Required work
Count the lines in the rows below that contain the word "white", and give only that number.

## start

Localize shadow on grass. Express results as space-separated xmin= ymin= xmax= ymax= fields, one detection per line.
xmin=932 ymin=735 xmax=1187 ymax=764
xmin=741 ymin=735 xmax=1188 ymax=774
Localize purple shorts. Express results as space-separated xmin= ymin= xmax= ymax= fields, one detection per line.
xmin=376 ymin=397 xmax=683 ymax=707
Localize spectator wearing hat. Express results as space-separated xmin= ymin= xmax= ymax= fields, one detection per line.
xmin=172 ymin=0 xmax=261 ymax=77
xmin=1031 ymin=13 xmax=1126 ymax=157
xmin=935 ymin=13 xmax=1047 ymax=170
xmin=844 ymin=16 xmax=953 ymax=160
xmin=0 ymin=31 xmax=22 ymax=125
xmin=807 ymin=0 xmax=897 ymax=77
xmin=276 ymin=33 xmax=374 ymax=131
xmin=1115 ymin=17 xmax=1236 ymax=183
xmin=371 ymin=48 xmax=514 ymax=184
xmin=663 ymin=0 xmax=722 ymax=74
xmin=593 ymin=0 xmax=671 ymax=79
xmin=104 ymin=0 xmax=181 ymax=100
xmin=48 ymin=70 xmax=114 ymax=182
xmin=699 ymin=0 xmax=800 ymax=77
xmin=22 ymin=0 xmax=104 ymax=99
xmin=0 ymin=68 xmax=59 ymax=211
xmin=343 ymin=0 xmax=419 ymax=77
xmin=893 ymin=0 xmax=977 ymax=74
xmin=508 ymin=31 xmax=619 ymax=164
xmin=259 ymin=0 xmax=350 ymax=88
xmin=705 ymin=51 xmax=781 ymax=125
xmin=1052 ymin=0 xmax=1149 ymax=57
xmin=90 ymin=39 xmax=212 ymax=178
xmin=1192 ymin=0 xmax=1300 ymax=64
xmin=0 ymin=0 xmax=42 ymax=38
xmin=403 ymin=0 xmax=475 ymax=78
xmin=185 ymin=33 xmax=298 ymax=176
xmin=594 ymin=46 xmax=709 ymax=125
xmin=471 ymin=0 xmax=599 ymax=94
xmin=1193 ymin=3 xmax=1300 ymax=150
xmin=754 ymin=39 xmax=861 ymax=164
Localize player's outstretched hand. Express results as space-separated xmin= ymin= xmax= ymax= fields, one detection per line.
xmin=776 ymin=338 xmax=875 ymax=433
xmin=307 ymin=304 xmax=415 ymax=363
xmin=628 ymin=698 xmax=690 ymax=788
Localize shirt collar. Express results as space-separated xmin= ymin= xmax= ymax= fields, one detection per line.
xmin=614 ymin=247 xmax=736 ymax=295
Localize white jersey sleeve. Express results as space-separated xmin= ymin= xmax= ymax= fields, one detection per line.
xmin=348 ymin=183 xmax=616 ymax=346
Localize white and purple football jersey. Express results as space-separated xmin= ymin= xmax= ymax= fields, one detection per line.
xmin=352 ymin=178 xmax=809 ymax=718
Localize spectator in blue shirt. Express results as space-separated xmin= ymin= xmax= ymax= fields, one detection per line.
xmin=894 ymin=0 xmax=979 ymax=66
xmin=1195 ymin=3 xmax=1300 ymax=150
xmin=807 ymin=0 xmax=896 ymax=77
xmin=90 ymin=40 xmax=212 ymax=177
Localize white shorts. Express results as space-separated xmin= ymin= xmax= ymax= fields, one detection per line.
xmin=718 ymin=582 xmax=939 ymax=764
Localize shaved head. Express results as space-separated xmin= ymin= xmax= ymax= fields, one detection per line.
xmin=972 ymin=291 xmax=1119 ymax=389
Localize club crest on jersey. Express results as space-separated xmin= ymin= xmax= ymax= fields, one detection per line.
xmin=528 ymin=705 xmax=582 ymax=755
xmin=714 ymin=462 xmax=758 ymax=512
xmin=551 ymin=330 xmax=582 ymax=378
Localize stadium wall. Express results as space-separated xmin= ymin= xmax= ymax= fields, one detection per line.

## end

Solution to this task
3